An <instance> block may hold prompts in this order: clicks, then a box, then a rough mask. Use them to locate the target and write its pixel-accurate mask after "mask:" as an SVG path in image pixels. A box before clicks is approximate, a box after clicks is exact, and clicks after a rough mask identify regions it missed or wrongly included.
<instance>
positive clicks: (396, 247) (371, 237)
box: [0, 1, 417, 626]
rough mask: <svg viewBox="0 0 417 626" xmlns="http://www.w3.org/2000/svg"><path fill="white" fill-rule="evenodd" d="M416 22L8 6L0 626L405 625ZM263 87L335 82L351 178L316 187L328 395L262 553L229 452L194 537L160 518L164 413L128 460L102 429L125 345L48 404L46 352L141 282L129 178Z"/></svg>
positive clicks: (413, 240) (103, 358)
◆ ◆ ◆ ◆ ◆
§ DESCRIPTION OF THE TASK:
Reproduce the lines above verbatim, beginning with the first one and continuing through the line containing "box: [0, 1, 417, 626]", with both ends included.

§ TASK ANSWER:
An <instance> block may hold prompts in this order: clicks, then a box, then a rough mask. Use them to locate the target and write its pixel-accurate mask after "mask:" as an SVG path in image pixels. A box before clicks is approximate, a box after clicks is exact, and clicks after a rough mask identify regions it missed or wrongly included.
<instance>
positive clicks: (396, 247) (371, 237)
box: [0, 1, 417, 626]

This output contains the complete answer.